§ Entries
+ + +

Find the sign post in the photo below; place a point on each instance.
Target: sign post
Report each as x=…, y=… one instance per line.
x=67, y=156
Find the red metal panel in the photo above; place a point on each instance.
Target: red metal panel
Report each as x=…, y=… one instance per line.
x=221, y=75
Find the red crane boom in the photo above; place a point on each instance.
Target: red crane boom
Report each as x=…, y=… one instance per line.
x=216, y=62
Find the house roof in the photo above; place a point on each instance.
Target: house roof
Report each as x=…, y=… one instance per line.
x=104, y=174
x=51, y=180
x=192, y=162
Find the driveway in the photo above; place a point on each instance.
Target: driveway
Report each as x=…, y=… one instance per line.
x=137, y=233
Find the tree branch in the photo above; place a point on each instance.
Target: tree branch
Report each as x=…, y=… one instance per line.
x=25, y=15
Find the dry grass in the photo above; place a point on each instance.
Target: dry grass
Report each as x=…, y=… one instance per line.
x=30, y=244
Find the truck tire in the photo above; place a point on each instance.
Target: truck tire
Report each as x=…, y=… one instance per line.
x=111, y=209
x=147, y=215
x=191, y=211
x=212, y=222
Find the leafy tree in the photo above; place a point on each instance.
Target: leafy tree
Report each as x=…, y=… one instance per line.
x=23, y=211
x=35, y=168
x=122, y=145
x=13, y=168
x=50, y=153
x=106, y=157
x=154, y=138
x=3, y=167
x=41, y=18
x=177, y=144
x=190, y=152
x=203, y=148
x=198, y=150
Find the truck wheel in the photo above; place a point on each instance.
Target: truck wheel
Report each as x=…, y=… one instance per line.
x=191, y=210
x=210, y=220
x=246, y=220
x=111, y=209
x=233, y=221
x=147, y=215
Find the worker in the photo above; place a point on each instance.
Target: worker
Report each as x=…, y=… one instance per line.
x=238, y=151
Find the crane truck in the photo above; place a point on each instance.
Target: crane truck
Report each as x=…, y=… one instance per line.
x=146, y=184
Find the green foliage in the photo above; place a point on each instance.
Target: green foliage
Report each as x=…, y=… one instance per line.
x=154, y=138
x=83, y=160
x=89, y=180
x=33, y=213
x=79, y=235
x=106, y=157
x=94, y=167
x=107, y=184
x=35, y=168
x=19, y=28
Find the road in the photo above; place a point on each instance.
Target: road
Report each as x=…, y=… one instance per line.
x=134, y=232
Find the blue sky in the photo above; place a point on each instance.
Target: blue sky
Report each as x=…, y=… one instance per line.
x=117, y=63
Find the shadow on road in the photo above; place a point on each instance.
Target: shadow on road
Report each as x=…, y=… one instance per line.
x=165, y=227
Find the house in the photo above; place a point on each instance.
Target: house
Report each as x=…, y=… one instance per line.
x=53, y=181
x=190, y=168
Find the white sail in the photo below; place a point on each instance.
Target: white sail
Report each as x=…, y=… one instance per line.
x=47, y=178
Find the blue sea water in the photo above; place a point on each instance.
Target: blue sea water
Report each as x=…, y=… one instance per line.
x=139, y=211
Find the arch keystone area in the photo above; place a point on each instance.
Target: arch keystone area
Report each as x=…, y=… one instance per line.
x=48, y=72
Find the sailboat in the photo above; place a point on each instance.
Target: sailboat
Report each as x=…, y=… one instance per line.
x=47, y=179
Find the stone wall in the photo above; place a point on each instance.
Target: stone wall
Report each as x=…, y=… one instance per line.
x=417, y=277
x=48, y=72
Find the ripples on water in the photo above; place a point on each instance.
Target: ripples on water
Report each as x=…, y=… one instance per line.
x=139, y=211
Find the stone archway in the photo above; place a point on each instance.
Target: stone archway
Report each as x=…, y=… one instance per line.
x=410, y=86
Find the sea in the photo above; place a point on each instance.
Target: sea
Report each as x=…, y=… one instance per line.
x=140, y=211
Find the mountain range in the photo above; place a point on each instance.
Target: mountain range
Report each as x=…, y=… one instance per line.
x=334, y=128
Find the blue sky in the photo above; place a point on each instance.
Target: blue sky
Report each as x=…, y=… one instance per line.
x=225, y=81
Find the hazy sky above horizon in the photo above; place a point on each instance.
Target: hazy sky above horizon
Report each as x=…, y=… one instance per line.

+ + +

§ Instructions for the task
How do the items read from the line containing "Find the hazy" through the end, both inclusive, if you update "hazy" to "misty" and leave everything else unchanged?

§ Complete response
Find the misty sky above horizon in the photo above; place a point on each instance.
Target: misty sky above horizon
Report each as x=…, y=… one instance per line.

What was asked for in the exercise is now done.